### Data for processing ###

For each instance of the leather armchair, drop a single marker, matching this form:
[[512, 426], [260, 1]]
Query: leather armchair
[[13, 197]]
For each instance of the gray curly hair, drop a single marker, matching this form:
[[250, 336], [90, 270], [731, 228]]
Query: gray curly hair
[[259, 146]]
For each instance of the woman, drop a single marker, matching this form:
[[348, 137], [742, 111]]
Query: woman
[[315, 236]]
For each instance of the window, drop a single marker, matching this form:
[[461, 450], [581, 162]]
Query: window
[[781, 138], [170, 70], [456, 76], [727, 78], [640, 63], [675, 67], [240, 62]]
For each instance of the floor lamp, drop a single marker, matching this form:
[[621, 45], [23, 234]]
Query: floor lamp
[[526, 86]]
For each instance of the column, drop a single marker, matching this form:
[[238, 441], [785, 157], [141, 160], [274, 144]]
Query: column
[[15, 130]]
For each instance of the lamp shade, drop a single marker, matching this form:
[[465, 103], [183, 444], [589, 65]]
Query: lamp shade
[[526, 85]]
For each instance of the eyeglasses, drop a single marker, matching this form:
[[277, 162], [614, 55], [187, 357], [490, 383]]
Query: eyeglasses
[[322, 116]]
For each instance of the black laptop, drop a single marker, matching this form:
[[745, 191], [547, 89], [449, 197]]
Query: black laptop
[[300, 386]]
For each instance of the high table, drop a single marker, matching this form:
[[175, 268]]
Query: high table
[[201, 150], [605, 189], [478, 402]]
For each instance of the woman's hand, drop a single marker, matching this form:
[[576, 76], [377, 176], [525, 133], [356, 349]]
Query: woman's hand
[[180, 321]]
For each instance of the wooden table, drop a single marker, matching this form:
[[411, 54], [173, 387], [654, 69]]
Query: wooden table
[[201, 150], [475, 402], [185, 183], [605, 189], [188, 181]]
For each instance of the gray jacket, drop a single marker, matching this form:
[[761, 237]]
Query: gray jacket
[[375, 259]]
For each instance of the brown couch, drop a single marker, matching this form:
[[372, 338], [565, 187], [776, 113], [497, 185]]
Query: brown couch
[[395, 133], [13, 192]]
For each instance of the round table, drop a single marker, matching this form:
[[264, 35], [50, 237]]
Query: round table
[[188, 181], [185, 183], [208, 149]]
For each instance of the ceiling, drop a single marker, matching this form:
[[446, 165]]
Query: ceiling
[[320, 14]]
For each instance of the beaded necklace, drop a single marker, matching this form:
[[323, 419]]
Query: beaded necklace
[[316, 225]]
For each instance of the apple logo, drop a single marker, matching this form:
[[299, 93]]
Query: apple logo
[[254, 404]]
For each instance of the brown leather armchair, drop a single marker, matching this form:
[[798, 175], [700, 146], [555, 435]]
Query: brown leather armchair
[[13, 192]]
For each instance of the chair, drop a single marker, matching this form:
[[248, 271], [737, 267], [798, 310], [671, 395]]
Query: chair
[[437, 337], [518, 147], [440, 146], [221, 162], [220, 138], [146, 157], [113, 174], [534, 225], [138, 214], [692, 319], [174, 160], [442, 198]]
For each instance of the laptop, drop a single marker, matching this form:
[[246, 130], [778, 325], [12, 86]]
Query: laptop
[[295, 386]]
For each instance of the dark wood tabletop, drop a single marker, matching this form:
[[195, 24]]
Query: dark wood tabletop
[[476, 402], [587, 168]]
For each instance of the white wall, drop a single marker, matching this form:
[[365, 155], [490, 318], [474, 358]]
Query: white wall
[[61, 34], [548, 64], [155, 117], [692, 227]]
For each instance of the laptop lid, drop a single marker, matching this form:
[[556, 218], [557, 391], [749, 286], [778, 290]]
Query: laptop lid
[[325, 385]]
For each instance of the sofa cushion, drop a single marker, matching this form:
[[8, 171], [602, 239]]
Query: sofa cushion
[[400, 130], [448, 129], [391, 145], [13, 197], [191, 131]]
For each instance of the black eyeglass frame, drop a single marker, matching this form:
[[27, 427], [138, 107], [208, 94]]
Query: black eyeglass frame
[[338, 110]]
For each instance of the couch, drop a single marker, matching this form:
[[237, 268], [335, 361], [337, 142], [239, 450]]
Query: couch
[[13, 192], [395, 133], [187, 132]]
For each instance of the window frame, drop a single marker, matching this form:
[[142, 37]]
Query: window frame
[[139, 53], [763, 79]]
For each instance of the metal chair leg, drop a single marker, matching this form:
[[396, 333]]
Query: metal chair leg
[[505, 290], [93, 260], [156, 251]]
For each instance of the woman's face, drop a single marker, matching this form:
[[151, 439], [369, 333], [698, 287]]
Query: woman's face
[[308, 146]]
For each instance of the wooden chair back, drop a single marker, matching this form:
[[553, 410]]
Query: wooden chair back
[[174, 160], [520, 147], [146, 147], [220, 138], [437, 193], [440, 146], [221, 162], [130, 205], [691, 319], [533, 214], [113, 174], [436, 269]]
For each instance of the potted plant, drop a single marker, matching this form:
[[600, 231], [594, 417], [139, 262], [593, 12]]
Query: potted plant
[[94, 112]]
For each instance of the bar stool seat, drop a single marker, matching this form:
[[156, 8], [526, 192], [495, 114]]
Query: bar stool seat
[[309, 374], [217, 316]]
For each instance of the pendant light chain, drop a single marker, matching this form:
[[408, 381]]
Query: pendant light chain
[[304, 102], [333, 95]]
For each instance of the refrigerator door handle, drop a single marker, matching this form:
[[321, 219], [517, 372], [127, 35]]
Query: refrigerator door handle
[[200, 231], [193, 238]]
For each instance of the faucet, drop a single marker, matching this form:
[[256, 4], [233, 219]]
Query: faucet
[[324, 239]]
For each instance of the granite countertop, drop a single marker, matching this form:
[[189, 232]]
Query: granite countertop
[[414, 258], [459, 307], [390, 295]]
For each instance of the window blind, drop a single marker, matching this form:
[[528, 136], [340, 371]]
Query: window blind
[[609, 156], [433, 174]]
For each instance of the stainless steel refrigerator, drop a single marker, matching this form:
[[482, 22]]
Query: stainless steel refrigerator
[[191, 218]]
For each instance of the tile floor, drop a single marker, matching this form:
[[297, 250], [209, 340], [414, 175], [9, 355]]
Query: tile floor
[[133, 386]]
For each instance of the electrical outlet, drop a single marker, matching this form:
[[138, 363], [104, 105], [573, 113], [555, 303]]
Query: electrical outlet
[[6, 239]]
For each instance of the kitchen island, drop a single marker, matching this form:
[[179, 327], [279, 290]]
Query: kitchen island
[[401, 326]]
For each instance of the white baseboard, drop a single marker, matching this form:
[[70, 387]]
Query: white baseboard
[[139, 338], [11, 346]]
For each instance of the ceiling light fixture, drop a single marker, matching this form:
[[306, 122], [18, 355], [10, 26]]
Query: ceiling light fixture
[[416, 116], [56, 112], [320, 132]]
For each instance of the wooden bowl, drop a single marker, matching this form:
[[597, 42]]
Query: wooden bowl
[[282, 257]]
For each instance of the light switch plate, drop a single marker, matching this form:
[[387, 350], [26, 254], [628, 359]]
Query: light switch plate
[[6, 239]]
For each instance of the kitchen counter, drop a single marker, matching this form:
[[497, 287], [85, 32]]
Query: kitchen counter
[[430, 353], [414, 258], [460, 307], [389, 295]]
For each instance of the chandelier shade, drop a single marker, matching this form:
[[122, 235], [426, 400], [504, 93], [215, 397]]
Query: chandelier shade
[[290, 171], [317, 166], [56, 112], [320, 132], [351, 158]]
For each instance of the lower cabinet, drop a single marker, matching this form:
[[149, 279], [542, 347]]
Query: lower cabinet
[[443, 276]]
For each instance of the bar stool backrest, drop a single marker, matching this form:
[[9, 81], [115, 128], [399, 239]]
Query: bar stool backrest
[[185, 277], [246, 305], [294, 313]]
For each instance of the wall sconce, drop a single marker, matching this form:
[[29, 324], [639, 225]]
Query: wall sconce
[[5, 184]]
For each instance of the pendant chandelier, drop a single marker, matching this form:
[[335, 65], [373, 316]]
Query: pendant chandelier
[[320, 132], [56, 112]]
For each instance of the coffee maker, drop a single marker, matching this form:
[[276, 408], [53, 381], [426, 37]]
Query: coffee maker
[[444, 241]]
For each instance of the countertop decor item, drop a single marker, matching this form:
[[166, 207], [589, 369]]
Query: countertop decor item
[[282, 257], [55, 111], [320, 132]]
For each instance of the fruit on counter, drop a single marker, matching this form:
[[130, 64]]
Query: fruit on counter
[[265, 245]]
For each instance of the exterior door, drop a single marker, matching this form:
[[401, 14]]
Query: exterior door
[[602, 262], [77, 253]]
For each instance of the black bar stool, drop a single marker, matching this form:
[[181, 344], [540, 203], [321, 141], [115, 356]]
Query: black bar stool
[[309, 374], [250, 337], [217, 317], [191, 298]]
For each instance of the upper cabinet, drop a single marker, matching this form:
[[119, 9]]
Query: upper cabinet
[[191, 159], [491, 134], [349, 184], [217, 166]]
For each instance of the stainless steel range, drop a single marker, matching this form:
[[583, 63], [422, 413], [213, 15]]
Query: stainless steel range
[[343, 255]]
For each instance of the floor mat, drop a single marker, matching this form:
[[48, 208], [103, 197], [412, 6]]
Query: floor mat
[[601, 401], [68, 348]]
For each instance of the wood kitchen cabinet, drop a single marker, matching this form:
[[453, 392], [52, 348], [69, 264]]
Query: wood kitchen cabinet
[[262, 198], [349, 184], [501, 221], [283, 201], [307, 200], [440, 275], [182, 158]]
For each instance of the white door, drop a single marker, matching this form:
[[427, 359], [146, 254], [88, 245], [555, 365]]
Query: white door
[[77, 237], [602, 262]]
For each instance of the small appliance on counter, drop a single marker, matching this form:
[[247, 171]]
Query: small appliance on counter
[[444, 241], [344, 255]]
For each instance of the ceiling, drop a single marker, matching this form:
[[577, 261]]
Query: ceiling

###

Assignment
What you return should be exactly the lines above, starting at the one with "[[248, 271], [737, 267], [798, 310], [671, 395]]" and ending at the one with "[[195, 24]]", and nothing else.

Reply to the exercise
[[248, 271], [737, 267], [798, 310], [671, 395]]
Query: chair
[[437, 337], [518, 147], [440, 146], [221, 162], [220, 138], [146, 157], [113, 174], [534, 225], [138, 214], [692, 319], [174, 160], [442, 198]]
For each instance of the laptop, drop a single marker, matching this form:
[[246, 130], [778, 325], [12, 86]]
Query: laptop
[[295, 386]]
For each instance of the dark wood tabletop, drop a single marker, matching this form:
[[195, 24]]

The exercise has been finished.